In the passage on NSF survey data, alter the stretch starting with "Data presented in" and going on through "collaborative research arrangements." by putting "fiscal-year" in place of "calendar-year". Write out that revised stretch.
Start Quoted passage
The data used to describe financial and infrastructure resources for academic R&D are derived from three National Science Foundation (NSF) surveys. These surveys use similar but not always identical definitions, and the nature of the respondents also differs across the surveys. The three main surveys are as follows:
The first survey collects data from federal agencies, whereas the last two collect data from universities and colleges.
Data presented in the first part of this section, "Academic R&D Within the National R&D Enterprise," are derived from the NSF series National Patterns of R&D Resources, which sums results from several NSF surveys of the various sectors of the U.S. economy (for example, universities, businesses, and the federal government) so that the components of the overall R&D effort are placed in a national context. These data are reported on a calendar-year basis, and the data for 2008 are preliminary. Since 1998, the series has also attempted to eliminate double counting in the academic sector by subtracting current fund expenditures for separately budgeted S&E R&D that are passed through to other institutions via subcontracts and similar collaborative research arrangements.
Data in subsequent portions of the section derive from the Survey of Research and Development Expenditures at Universities and Colleges (Academic R&D Expenditures Survey). They are reported on an academic fiscal-year basis (e.g., FY 2008 covers July 2007 to June 2008 for most institutions) and do not net out the funds passed through to other institutions; therefore, they differ from those reported earlier. Data on major funding sources, funding by institution type, distribution of R&D funds across academic institutions, and expenditures by field and funding source are also derived from this survey.
The data on "Top Agency Supporters" and "Agency Support by Character of Work" in the "Federal Support of Higher Education R&D" section come from NSF's Survey of Federal Funds for Research and Development. This survey collects data on R&D obligations for each federal fiscal year (e.g., FY 2008 covers October 2007 through September 2008) from 30 federal agencies. Data for FY 2008–09 are preliminary estimates. The amounts reported for FY 2008–09 are based on administration budget proposals and do not necessarily represent actual appropriations. It should be noted that federal obligation data (e.g., $25.7 billion in federal FY 2008) do not match the federally funded expenditures data reported by academic institutions ($31.2 billion in academic FY 2008) for several reasons. First, the period covered by the two surveys is slightly different; second, there is necessarily a lag between the obligation date and the beginning of project expenditures and some awards span multiple years; and third, some of the expenditures data double count federal R&D awards that are reported both by the primary institution receiving the funds and again by an academic subrecipient to whom funds are passed through (about $1.5 billion in FY 2008).
End Quoted passage
Start Extracted records
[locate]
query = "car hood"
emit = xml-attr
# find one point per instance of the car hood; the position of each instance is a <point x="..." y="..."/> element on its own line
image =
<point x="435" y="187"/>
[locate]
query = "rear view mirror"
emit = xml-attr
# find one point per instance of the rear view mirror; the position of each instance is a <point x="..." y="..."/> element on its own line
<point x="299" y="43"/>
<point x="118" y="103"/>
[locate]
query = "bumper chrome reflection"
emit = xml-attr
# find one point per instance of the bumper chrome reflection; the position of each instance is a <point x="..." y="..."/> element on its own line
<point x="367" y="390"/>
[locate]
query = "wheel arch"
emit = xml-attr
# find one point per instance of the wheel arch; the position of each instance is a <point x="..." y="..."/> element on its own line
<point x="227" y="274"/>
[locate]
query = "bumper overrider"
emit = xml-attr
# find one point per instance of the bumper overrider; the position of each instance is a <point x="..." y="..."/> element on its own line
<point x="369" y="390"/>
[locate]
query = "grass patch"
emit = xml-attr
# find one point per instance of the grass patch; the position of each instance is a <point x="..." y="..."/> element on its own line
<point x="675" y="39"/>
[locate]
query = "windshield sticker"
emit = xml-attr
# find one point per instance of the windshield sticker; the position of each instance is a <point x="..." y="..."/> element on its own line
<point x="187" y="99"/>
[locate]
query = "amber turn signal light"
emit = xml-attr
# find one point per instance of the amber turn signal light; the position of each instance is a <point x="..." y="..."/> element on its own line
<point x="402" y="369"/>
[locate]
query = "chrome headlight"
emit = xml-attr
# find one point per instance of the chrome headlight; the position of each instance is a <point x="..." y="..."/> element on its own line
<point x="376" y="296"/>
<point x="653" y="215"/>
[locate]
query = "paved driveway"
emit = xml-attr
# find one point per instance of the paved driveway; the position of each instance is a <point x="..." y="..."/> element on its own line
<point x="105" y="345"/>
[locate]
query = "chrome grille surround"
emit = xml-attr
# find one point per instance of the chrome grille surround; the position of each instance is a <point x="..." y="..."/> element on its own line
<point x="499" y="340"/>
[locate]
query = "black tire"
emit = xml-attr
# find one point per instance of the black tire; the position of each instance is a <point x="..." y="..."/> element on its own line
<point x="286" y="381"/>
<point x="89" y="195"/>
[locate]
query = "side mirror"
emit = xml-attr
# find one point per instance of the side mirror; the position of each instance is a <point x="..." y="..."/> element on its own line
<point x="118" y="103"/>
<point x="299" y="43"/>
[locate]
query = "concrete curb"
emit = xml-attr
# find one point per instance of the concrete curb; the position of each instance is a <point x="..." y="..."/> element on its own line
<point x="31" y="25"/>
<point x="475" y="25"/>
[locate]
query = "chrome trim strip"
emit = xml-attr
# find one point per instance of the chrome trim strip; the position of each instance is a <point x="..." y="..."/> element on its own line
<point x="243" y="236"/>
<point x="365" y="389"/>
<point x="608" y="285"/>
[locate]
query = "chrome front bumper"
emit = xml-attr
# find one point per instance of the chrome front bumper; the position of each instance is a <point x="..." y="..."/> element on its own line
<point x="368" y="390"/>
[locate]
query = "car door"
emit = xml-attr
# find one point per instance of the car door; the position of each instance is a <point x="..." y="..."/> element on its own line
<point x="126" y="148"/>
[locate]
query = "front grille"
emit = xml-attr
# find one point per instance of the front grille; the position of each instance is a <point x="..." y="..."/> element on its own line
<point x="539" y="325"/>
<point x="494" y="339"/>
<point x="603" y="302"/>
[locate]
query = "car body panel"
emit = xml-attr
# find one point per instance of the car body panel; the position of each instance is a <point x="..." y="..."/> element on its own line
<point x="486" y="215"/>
End Extracted records
• _Task output_:
Data presented in the first part of this section, "Academic R&D Within the National R&D Enterprise," are derived from the NSF series National Patterns of R&D Resources, which sums results from several NSF surveys of the various sectors of the U.S. economy (for example, universities, businesses, and the federal government) so that the components of the overall R&D effort are placed in a national context. These data are reported on a fiscal-year basis, and the data for 2008 are preliminary. Since 1998, the series has also attempted to eliminate double counting in the academic sector by subtracting current fund expenditures for separately budgeted S&E R&D that are passed through to other institutions via subcontracts and similar collaborative research arrangements.